## Work required
Examine the records and identify each line that includes the string "jacket". Copy those lines.

── Materials provided ──

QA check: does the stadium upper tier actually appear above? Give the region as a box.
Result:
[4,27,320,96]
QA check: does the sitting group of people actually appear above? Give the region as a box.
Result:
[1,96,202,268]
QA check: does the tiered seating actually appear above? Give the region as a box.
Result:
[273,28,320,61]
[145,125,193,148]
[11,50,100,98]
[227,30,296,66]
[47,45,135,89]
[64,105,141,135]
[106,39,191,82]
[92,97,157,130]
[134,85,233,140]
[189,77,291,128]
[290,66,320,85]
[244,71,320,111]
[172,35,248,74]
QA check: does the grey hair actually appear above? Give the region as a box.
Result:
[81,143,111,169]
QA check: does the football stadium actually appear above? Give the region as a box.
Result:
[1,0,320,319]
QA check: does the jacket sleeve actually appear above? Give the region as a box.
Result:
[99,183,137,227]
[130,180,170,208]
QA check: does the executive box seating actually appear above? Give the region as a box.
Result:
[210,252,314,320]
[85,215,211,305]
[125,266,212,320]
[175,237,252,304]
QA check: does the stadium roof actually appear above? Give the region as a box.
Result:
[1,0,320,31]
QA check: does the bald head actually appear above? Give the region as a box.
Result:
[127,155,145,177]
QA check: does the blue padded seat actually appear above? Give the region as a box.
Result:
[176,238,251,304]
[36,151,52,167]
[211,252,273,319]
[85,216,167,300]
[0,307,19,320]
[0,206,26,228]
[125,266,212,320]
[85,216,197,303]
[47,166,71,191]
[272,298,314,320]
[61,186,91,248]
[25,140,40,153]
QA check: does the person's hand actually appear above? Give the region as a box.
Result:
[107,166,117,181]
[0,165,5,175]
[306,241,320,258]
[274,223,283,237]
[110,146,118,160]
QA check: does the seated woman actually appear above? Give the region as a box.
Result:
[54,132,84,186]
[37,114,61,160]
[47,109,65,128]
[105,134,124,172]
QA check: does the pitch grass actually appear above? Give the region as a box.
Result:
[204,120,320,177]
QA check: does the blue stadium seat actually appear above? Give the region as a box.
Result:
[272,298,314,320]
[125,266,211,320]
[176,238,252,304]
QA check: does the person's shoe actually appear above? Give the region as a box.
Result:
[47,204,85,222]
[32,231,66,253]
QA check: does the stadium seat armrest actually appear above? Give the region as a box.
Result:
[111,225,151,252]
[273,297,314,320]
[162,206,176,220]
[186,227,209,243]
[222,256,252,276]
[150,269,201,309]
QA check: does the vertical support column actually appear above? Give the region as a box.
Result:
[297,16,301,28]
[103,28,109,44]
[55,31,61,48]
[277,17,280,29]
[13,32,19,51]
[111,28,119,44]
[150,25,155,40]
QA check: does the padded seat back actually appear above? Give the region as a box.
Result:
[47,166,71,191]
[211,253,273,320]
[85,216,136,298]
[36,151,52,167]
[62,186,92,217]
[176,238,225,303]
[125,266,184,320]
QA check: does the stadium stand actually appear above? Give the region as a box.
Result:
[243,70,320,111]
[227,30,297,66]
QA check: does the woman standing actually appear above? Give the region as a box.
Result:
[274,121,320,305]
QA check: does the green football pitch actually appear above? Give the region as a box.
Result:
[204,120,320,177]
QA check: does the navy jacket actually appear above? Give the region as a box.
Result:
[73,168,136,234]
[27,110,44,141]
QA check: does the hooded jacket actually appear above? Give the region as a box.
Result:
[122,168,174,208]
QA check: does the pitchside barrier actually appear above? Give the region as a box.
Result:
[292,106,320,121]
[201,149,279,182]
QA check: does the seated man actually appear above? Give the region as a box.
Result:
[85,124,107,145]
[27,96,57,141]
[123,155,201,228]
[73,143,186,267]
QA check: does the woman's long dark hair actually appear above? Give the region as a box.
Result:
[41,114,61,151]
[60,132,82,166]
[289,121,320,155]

───

## Worked solution
QA check: does the jacket sleeve actually appear above? Give the region as a box.
QA check: does the navy jacket actually appear above? Give the region as a box.
QA check: does the hooded jacket actually appear above? Give the region as a box.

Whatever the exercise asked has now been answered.